── TEXTO PARA ANÁLISE

Estudo brasileiro aponta que coronavírus pode infectar células do sistema nervoso

Uma pesquisa realizada por um grupo de cientistas brasileiros indica que o vírus da Covid-19 é capaz de infectar células neurais, com alerta de risco para danos no sistema nervoso central dos infectados. Os resultados revelam ainda que mesmo os indivíduos que tiveram a forma leve da doença podem apresentar alterações significativas na estrutura do córtex – região do cérebro mais rica em neurônios.

A investigação foi conduzida por diversos grupos da Universidade Estadual de Campinas (Unicamp) e da Universidade de São Paulo (USP) – todos financiados pela Fapesp. Também colaboraram pesquisadores do Laboratório Nacional de Biociências (LNBio), do Instituto D’Or de Pesquisa e Ensino (Idor) e da Universidade Federal do Rio de Janeiro (UFRJ).

────

§ INSTRUÇÕES:
1. Traduza para o inglês esta frase do texto sobre o coronavírus e o sistema nervoso: "Também colaboraram pesquisadores do Laboratório Nacional de Biociências (LNBio), do Instituto D’Or de Pesquisa e Ensino (Idor) e da Universidade Federal do Rio de Janeiro (UFRJ)."
2. Segundo o texto sobre o coronavírus e o sistema nervoso, qual é a região do cérebro mais rica em neurônios?
3. Prossiga o texto sobre o coronavírus e o sistema nervoso a partir da última frase dele.
O material que vem depois do texto é independente dele.

── OS DADOS

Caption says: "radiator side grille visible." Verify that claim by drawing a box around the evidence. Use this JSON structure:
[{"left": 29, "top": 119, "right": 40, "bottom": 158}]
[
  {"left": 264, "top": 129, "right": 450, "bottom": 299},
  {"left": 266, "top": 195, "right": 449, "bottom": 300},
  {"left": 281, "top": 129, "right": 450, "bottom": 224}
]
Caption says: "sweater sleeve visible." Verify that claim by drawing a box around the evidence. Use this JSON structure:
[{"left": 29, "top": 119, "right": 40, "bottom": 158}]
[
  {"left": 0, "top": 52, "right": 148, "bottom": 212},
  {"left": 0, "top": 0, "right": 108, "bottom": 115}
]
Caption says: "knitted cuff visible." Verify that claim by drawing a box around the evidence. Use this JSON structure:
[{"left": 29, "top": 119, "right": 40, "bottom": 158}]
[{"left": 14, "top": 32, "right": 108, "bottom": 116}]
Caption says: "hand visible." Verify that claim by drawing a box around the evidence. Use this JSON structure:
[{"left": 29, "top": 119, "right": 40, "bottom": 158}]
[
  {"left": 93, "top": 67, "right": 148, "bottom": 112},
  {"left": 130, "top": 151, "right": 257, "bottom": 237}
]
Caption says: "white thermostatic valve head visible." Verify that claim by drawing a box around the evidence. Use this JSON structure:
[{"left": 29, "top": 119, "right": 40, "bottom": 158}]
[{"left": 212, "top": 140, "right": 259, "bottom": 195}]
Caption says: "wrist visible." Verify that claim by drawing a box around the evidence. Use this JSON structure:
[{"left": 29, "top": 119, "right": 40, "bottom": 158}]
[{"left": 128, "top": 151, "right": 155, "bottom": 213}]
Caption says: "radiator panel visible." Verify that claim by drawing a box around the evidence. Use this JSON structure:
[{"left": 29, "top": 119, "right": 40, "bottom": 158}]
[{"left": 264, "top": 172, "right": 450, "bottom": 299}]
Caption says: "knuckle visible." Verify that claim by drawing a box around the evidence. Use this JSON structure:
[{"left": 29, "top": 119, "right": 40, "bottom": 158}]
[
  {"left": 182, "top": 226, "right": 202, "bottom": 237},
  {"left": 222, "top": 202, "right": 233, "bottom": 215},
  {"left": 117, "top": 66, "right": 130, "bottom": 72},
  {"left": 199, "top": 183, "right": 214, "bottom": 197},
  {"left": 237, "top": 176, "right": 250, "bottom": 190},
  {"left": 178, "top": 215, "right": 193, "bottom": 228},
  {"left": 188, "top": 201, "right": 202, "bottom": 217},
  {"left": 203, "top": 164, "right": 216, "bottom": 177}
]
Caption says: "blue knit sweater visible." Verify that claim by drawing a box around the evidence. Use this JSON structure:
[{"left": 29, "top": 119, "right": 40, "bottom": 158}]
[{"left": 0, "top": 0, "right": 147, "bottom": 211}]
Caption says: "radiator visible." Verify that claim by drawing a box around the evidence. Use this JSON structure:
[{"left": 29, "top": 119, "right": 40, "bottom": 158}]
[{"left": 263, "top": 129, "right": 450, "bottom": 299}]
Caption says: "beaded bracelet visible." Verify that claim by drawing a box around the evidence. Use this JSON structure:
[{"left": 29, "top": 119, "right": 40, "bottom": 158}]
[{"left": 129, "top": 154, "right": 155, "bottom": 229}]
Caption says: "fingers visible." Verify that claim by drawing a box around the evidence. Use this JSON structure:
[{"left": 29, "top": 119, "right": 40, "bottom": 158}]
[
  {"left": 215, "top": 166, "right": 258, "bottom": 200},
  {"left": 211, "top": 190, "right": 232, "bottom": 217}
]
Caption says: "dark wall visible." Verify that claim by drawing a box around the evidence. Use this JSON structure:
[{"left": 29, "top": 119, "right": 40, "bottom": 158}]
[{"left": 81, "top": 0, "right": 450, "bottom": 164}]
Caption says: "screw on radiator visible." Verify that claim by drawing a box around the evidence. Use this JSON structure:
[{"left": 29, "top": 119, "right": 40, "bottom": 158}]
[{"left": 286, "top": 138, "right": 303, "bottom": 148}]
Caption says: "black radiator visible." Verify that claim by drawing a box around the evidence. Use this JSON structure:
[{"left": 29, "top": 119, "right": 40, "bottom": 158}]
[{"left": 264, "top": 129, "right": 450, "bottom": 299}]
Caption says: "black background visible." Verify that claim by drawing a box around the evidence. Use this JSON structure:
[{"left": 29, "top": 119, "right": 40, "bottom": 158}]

────

§ RESPOSTAS EM ORDEM:
1. Researchers from the National Biosciences Laboratory (LNBio), the D’Or Institute for Research and Education (Idor), and the Federal University of Rio de Janeiro (UFRJ) also collaborated.

2. O córtex.

3.
Estudos preliminares já haviam detectado a presença do novo coronavírus no cérebro, mas ainda não estava esclarecido se o vírus estava no sangue, nas células endoteliais (que recobrem os vasos sanguíneos) ou dentro das células nervosas. O que foi descoberto, conforme explica o professor do Instituto de Biologia (IB) da Unicamp, pesquisador do IDOR e um dos coordenadores da investigação, Daniel Martins de Souza, é que o vírus de fato infecta e se replica nos astrócitos – células mais abundantes no sistema nervoso central, que desempenham diversas funções, como a regulação da concentração de neurotransmissores, sustentação e nutrientes para neurônios, e que ajudam a proteger o cérebro contra patógenos e toxinas.

Para chegarem a este resultado, os pesquisadores realizaram experimentos com tecido cerebral de 26 pacientes que vieram a óbito devido à Covid-19. De acordo com o professor responsável pelas análises, Thiago Cunha, a presença do vírus foi confirmada nas 26 amostras estudadas. Em cinco delas também foram identificadas alterações que sugerem um possível prejuízo ao sistema nervoso central, como sinais de necrose e inflamação, edema (inchaço causado por acúmulo de líquido) e lesões neuronais. O pesquisador destaca que, por terem tido acesso apenas a uma pequena parte do cérebro de cada paciente, é possível que sinais semelhantes estivessem presentes nos outros 21 casos restantes, mas em regiões diferentes do tecido.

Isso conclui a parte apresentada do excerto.